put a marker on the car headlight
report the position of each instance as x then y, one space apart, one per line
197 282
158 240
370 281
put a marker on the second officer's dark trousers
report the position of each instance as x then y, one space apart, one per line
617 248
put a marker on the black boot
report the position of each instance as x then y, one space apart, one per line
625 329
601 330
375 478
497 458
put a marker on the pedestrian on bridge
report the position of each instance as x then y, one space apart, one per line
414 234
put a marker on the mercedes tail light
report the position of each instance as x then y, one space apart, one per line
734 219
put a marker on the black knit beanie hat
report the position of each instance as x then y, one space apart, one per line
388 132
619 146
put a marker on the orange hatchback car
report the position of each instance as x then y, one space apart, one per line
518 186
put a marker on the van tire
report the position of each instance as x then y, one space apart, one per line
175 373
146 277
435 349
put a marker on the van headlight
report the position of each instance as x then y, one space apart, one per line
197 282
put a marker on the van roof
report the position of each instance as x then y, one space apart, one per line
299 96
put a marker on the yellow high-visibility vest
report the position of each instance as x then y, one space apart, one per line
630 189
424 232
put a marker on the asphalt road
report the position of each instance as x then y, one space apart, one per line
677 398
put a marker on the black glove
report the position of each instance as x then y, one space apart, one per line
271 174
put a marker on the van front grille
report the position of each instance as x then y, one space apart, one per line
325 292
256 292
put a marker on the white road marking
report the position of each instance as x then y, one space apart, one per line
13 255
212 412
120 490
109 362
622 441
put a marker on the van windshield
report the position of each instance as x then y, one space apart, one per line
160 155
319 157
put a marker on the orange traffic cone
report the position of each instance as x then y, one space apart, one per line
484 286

========

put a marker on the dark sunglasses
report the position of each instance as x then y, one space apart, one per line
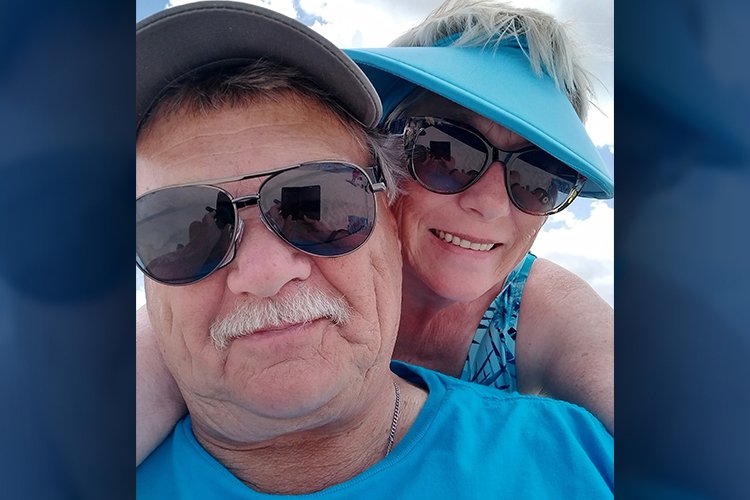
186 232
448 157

========

Problem: Within the entries above, find each line where "road" appears; copy every one.

Exercise result:
put a marker on the asphalt road
put a marker on the white road marking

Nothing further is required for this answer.